• Problem description:
Rewrite the data below, replacing every "bare" with "leafless" and keeping everything else unchanged. Omit the pictures from your answer.

• Information provided:

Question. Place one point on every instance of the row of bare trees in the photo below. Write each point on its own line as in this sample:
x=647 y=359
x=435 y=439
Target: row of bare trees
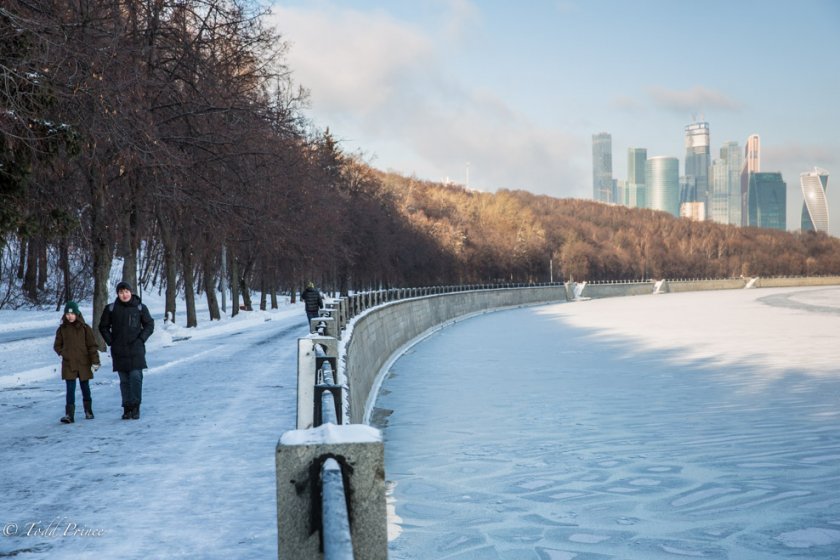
x=166 y=132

• Output:
Question. Place one point on every instance of the row of leafless trees in the photo below. Write each point on its own line as in this sample:
x=647 y=359
x=435 y=439
Target: row of leafless trees
x=166 y=132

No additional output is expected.